INSTRUCTIONS TO FOLLOW: Below are some records. Set each one down exactly as it reads.

RECORDS FOR THE EXERCISE:
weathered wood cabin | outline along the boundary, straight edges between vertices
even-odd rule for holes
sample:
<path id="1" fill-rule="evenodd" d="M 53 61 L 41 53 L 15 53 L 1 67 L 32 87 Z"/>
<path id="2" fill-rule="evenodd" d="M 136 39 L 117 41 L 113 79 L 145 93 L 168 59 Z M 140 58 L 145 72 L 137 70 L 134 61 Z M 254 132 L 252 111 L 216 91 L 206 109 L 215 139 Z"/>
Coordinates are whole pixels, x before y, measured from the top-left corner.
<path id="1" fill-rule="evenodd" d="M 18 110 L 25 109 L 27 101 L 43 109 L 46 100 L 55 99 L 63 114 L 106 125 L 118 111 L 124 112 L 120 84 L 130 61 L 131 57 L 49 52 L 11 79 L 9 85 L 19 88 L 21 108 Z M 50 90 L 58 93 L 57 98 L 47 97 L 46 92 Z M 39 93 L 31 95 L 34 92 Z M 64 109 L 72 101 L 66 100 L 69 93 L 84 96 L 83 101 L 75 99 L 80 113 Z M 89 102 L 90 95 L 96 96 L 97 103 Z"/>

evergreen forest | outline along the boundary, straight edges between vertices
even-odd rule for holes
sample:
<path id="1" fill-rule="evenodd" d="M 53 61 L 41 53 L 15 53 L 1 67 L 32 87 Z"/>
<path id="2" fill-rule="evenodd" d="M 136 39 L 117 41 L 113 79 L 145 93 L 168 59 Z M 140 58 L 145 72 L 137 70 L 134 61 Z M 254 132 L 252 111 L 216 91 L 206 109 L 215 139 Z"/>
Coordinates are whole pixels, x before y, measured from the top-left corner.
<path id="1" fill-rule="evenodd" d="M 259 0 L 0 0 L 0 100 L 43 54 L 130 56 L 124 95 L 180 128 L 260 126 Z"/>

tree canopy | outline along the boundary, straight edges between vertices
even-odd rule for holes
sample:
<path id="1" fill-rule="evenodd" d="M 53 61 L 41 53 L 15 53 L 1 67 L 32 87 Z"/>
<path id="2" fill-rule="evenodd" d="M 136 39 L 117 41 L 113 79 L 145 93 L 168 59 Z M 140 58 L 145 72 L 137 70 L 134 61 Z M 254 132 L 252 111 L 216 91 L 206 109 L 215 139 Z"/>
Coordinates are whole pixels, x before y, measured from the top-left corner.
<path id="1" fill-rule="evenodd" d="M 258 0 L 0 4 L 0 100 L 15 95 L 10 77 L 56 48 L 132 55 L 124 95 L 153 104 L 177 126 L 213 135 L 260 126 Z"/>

OUTPUT FOR THIS TASK:
weathered wood cabin | outline along the boundary, straight edges between vertices
even-odd rule for holes
sample:
<path id="1" fill-rule="evenodd" d="M 53 61 L 41 53 L 15 53 L 1 67 L 32 87 Z"/>
<path id="2" fill-rule="evenodd" d="M 136 39 L 117 41 L 113 79 L 145 93 L 168 59 Z M 140 58 L 145 72 L 137 70 L 134 61 Z M 254 132 L 252 111 L 216 91 L 206 109 L 215 139 Z"/>
Coordinates are whole pixels, x before y, measured from the top-left corner.
<path id="1" fill-rule="evenodd" d="M 18 110 L 25 109 L 27 101 L 43 109 L 46 100 L 55 99 L 63 114 L 106 125 L 118 111 L 124 112 L 120 84 L 130 61 L 131 57 L 49 52 L 11 79 L 9 85 L 19 88 L 21 108 Z M 50 90 L 58 93 L 57 98 L 47 97 L 46 92 Z M 39 93 L 31 95 L 34 92 Z M 64 109 L 72 101 L 66 100 L 69 93 L 84 96 L 83 101 L 75 99 L 80 113 Z M 89 102 L 90 95 L 96 96 L 97 103 Z"/>

evergreen forest | outline along the boundary, straight edges between vertices
even-odd rule for holes
sample:
<path id="1" fill-rule="evenodd" d="M 53 61 L 41 53 L 15 53 L 1 67 L 32 87 Z"/>
<path id="2" fill-rule="evenodd" d="M 136 39 L 117 41 L 113 79 L 145 93 L 168 59 Z M 140 58 L 145 72 L 137 70 L 134 61 Z M 254 132 L 252 111 L 216 91 L 206 109 L 215 139 Z"/>
Coordinates are whole pixels, x before y, measured from the top-left corner.
<path id="1" fill-rule="evenodd" d="M 259 0 L 0 0 L 0 100 L 43 54 L 130 56 L 124 95 L 180 128 L 260 126 Z"/>

tree canopy | outline along the boundary, straight edges between vertices
even-odd rule for holes
sample:
<path id="1" fill-rule="evenodd" d="M 53 61 L 41 53 L 15 53 L 1 67 L 32 87 Z"/>
<path id="2" fill-rule="evenodd" d="M 136 39 L 117 41 L 113 79 L 145 93 L 168 59 Z M 140 58 L 145 72 L 137 70 L 134 61 Z M 254 132 L 252 111 L 216 91 L 206 109 L 215 139 Z"/>
Coordinates are whole pixels, x before y, measured from the top-left corner.
<path id="1" fill-rule="evenodd" d="M 258 0 L 0 4 L 0 100 L 15 95 L 10 77 L 56 48 L 132 55 L 124 95 L 153 104 L 177 126 L 213 135 L 260 126 Z"/>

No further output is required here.